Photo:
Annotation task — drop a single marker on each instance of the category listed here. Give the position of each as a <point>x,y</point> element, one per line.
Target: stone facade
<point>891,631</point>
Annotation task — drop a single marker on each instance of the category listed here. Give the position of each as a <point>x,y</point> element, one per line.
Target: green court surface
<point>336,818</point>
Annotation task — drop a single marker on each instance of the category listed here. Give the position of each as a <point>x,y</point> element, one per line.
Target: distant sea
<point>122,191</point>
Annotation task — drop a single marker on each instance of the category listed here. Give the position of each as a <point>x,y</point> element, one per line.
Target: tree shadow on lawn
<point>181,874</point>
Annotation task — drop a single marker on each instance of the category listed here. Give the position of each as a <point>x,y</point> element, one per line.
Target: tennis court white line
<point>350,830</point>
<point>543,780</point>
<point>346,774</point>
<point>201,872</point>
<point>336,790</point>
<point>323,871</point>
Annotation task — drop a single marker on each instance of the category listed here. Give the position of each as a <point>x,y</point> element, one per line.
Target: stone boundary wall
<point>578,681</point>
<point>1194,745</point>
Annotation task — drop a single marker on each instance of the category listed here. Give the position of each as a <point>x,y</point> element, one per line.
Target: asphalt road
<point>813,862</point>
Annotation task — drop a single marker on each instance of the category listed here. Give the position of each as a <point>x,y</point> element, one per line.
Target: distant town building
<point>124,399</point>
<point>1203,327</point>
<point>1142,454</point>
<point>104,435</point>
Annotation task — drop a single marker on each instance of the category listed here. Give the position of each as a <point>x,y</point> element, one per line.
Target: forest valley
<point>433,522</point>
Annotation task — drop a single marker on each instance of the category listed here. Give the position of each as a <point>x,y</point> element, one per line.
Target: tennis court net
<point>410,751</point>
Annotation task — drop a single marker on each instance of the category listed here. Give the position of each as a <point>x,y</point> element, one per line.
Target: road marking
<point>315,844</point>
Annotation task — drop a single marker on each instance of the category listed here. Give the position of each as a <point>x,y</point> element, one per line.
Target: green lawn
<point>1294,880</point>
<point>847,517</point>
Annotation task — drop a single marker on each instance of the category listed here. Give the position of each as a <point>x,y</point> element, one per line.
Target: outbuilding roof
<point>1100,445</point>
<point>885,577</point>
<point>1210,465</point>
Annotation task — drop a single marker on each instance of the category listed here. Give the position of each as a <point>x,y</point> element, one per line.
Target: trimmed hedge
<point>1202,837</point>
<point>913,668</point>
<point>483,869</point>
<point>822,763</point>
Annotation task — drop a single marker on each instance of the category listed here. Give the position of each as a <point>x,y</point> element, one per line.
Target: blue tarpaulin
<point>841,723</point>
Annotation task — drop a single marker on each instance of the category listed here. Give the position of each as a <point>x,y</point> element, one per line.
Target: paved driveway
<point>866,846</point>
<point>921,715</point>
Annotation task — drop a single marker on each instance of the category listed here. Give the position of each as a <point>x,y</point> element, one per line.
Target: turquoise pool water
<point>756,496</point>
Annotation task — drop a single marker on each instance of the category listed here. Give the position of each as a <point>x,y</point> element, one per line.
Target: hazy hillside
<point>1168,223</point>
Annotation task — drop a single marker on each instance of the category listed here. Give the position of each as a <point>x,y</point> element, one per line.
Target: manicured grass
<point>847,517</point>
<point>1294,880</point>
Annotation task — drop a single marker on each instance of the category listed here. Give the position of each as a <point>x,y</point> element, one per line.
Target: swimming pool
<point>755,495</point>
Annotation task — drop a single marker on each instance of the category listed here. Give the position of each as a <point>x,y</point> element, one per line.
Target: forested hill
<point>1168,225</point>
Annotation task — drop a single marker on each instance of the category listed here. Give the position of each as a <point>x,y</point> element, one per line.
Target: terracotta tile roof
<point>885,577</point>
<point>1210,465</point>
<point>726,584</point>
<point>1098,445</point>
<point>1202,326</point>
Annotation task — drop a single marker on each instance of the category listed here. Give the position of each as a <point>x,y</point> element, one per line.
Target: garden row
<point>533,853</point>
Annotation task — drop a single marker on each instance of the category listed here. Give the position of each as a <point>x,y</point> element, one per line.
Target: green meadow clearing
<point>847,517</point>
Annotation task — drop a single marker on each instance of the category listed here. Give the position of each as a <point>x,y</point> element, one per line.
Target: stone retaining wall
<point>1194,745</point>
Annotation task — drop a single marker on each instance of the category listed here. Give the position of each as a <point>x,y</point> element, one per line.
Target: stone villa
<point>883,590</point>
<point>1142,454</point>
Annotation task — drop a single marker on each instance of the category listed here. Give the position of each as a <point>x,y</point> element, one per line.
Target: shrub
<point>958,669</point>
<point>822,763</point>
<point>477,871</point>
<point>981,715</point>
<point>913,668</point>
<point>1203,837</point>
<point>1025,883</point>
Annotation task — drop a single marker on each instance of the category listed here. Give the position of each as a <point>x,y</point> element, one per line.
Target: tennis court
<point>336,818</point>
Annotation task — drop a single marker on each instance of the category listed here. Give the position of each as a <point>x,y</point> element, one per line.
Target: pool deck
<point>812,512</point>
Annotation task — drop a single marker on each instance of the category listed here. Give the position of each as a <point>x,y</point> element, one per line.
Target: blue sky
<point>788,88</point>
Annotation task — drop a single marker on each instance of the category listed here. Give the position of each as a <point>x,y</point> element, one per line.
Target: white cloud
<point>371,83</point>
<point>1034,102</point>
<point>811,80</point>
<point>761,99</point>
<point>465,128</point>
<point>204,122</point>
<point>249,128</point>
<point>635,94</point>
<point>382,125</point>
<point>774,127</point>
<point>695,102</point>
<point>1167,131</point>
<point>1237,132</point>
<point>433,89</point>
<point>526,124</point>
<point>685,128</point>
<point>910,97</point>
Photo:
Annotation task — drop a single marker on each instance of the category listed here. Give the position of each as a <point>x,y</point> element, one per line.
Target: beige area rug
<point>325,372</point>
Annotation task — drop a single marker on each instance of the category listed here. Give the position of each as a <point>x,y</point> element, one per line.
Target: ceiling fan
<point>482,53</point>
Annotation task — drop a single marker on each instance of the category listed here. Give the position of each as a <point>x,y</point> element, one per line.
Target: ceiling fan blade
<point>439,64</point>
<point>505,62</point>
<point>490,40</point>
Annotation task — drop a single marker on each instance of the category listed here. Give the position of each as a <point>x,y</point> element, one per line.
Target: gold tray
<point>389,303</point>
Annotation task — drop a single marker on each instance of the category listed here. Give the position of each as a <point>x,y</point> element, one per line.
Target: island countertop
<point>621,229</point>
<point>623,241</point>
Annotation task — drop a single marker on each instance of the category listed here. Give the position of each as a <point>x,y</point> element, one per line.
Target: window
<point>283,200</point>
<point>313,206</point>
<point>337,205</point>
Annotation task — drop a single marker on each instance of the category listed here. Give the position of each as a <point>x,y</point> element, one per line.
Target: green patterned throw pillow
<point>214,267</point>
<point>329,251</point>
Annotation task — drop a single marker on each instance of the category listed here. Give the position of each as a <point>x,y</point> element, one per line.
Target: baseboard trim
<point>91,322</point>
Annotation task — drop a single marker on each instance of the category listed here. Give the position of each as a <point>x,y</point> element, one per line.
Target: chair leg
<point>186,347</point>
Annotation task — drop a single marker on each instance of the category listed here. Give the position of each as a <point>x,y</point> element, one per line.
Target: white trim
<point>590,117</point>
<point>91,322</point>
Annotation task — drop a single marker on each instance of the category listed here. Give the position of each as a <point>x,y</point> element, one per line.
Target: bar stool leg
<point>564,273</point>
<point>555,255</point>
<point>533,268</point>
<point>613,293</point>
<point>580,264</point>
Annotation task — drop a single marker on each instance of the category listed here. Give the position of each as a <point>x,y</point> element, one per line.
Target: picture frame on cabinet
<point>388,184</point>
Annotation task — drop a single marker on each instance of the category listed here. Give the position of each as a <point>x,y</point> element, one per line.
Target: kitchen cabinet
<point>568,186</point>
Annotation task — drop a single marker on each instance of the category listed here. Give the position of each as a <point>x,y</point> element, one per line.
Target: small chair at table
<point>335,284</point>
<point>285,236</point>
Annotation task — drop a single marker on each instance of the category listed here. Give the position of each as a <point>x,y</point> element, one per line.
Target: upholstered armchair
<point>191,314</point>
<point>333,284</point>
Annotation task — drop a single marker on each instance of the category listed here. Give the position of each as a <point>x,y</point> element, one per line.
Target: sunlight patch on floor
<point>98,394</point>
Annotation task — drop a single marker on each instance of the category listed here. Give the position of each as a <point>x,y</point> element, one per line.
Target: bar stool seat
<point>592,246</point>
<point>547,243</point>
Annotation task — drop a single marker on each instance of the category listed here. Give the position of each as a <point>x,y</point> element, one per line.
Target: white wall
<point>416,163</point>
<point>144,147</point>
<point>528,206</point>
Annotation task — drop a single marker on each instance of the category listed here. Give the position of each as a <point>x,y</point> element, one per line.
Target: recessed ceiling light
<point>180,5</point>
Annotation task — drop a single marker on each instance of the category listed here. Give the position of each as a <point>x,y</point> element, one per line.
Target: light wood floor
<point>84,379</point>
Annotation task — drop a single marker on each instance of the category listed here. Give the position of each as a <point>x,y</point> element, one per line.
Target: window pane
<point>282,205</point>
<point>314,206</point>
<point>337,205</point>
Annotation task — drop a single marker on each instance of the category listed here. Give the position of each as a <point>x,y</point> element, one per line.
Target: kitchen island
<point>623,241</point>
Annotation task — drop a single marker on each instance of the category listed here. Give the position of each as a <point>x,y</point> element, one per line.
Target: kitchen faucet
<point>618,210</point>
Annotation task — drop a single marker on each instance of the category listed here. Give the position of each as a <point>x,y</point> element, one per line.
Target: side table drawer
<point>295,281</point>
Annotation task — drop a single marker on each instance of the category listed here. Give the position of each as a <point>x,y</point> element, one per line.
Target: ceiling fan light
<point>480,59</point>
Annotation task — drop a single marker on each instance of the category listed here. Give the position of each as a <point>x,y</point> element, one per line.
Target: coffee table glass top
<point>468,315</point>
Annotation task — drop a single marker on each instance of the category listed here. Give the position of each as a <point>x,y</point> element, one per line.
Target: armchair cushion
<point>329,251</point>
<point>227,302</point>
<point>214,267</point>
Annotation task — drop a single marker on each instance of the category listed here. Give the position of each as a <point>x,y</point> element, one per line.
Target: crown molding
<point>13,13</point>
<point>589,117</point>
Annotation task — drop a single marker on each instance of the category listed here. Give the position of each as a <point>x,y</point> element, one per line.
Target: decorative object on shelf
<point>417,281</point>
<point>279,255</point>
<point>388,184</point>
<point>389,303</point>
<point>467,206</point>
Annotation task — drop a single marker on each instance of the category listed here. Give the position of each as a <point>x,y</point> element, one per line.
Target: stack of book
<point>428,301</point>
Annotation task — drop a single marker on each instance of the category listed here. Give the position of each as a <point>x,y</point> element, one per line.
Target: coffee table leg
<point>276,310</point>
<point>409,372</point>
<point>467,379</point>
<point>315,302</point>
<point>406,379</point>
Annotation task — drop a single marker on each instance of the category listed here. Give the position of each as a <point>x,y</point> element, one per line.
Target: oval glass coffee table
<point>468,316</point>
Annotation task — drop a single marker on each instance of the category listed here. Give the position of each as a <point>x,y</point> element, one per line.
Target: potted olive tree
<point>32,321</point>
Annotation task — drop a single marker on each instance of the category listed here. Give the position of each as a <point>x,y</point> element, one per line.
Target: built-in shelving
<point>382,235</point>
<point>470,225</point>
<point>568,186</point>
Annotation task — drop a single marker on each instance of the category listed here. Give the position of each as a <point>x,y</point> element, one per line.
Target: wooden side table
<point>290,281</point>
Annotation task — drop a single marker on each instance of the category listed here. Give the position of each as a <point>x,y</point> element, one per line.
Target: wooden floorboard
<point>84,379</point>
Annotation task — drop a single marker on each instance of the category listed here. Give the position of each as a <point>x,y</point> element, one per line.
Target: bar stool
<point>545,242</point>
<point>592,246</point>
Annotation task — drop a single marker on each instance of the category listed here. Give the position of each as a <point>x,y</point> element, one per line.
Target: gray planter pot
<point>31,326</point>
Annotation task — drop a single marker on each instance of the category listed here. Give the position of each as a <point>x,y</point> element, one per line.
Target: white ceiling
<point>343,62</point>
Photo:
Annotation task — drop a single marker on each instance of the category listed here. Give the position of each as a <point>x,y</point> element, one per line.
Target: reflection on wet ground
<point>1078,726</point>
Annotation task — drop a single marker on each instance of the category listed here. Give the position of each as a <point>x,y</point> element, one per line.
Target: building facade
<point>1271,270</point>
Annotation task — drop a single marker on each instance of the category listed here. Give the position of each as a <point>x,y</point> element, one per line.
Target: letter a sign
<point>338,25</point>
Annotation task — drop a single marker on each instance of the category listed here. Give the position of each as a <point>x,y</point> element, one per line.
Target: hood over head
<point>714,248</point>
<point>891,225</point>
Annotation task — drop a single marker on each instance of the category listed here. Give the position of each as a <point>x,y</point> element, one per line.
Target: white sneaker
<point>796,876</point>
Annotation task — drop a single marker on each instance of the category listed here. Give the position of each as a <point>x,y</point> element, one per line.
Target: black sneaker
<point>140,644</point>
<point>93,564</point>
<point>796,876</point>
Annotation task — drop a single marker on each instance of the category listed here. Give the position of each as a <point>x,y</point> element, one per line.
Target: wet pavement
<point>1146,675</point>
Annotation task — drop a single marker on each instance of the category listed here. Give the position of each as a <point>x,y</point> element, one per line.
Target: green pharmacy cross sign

******************************

• WRITTEN REQUEST:
From the lines above, copy out each one that contains the word "table".

• THE COMPLETED TASK:
Target: small chair at table
Target: side table drawer
Target: coffee table glass top
Target: coffee table leg
Target: oval glass coffee table
Target: wooden side table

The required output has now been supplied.